What to produce: Can you give everything from the start of the records down to and including the line that contains "point(44, 220)" as a JSON list of strings, one string per line, with blank lines left out?

[Stored items]
* * * * * * *
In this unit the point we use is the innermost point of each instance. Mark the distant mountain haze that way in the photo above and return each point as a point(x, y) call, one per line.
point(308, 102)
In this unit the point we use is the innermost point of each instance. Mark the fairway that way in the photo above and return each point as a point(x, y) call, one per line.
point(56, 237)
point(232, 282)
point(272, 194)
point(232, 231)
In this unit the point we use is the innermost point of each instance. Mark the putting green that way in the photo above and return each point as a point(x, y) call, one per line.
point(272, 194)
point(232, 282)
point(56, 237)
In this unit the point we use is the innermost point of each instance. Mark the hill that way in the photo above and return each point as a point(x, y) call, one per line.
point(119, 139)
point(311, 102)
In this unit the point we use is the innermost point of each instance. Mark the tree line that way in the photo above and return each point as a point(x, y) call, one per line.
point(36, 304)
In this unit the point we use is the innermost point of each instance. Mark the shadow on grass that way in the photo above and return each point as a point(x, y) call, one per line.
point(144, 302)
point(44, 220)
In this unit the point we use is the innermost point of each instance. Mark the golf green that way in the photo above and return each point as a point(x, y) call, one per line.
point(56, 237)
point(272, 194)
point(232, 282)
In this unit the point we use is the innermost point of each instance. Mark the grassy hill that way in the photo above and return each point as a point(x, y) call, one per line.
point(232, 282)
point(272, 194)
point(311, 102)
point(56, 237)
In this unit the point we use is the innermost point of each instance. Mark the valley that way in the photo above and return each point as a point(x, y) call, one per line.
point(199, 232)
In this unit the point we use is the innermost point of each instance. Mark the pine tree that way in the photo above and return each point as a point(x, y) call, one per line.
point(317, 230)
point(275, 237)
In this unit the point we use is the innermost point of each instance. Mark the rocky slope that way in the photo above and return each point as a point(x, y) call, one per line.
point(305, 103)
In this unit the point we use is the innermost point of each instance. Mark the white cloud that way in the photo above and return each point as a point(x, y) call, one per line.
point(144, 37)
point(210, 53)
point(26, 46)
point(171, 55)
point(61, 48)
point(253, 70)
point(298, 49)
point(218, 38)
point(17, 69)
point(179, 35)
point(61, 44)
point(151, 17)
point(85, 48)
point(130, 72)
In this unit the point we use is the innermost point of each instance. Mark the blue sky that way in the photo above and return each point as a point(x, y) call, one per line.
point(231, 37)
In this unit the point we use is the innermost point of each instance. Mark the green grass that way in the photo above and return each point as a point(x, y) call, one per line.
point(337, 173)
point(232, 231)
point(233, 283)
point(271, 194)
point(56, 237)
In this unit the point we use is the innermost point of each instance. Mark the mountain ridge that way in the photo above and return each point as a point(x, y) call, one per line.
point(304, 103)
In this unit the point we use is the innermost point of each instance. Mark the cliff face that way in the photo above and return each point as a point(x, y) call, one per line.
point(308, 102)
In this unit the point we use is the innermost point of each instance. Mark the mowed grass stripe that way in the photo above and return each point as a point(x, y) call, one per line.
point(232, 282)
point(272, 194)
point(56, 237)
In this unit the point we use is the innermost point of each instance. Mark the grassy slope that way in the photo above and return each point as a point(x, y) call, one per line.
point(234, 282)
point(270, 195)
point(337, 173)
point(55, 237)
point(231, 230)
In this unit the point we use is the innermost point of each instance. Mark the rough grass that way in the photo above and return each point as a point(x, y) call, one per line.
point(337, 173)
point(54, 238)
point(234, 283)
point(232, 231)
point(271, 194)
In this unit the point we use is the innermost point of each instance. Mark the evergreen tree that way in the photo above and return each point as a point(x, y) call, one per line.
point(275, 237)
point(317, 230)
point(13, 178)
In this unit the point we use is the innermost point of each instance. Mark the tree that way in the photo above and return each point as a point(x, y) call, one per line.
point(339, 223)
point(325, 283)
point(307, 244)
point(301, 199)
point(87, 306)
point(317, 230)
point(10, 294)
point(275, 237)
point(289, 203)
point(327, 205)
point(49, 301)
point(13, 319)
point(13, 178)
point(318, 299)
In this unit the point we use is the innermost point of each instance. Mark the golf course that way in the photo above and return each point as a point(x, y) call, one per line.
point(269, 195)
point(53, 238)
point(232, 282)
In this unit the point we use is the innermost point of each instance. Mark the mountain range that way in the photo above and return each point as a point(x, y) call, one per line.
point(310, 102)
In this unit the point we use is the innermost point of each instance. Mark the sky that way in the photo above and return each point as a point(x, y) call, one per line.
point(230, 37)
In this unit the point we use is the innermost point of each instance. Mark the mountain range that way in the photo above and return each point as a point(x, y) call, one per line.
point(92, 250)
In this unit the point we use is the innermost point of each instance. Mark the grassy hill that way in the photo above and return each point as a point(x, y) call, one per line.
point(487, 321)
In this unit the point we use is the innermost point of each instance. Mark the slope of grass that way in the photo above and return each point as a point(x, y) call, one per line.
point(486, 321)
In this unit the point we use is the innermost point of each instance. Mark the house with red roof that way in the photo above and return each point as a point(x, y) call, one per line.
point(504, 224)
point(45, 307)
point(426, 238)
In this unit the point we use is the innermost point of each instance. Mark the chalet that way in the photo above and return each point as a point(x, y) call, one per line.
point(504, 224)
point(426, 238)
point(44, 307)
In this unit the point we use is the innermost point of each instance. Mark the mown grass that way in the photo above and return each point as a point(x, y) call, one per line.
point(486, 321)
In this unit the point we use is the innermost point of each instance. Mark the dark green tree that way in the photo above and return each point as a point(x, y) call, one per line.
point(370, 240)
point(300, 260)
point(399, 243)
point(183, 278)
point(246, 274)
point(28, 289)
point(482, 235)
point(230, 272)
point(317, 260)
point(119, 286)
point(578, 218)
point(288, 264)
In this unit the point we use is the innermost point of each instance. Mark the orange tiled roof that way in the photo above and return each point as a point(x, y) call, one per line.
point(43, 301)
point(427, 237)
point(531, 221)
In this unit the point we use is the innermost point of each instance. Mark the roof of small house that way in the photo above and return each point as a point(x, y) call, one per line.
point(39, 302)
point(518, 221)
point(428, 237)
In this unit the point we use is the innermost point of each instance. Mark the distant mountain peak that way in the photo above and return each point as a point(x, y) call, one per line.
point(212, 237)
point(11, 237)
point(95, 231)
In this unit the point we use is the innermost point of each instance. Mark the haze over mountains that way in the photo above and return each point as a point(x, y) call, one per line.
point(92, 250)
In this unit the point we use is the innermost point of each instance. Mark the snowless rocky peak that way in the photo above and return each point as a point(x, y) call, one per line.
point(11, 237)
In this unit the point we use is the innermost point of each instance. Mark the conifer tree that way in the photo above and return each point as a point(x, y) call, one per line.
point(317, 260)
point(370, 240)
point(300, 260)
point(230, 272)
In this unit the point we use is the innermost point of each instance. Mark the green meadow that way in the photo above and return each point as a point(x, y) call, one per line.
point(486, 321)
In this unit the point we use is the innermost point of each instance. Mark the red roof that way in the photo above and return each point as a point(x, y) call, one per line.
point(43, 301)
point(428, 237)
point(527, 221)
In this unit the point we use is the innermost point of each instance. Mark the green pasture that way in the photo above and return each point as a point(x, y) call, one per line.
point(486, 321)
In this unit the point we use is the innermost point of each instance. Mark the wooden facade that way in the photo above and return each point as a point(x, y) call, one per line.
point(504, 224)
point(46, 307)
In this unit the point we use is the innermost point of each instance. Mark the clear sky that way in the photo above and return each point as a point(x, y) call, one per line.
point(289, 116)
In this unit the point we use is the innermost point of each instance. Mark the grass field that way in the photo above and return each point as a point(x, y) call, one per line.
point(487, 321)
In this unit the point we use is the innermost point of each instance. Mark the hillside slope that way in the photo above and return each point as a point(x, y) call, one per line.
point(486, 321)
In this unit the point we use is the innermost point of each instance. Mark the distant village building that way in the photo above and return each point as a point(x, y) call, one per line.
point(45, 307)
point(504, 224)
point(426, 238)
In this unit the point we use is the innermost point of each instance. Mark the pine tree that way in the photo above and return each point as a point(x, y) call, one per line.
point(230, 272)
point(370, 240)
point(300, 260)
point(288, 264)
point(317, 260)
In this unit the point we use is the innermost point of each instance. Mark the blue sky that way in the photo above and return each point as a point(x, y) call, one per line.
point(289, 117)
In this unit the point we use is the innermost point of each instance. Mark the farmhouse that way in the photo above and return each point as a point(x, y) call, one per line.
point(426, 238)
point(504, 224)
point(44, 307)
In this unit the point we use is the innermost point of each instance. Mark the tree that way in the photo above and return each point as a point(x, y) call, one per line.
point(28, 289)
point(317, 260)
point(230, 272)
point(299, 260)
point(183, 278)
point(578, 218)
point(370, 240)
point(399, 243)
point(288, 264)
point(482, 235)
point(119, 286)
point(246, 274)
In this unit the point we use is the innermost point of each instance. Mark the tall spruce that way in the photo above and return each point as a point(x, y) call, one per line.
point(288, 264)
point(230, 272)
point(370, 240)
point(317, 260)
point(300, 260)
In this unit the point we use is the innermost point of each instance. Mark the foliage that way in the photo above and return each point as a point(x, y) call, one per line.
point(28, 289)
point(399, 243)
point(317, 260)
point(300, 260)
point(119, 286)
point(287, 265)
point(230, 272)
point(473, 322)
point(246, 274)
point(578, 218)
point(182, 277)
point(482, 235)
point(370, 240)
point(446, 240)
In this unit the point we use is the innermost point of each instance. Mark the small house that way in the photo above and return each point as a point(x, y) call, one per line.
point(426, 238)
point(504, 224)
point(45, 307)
* * * * * * *
Answer to this problem:
[
  "In this unit the point we use is the innermost point of each instance. Mark the distant mountain haze that way in the photo above and return each point as a point(x, y) call, one per line.",
  "point(308, 102)",
  "In this unit the point we use is the innermost point of each instance. Mark the fairway that way in the photo above and return each point as a point(x, y) call, one per line.",
  "point(56, 237)",
  "point(232, 282)",
  "point(272, 194)",
  "point(232, 231)",
  "In this unit the point we use is the innermost point of each instance. Mark the putting green that way in the photo above and return each point as a point(x, y) call, one per line.",
  "point(272, 194)",
  "point(232, 282)",
  "point(56, 237)",
  "In this unit the point we use is the innermost point of each instance. Mark the hill that way in the photo above and return each point as a point(x, y) call, one per line.",
  "point(119, 139)",
  "point(311, 102)",
  "In this unit the point we use is the innermost point of each instance. Mark the tree line that way in the photo above and return each point as a point(x, y) call, one per line.",
  "point(36, 304)",
  "In this unit the point we use is the innermost point of each instance. Mark the shadow on grass that way in the photo above and return each point as a point(x, y) call, one per line.",
  "point(144, 302)",
  "point(44, 220)"
]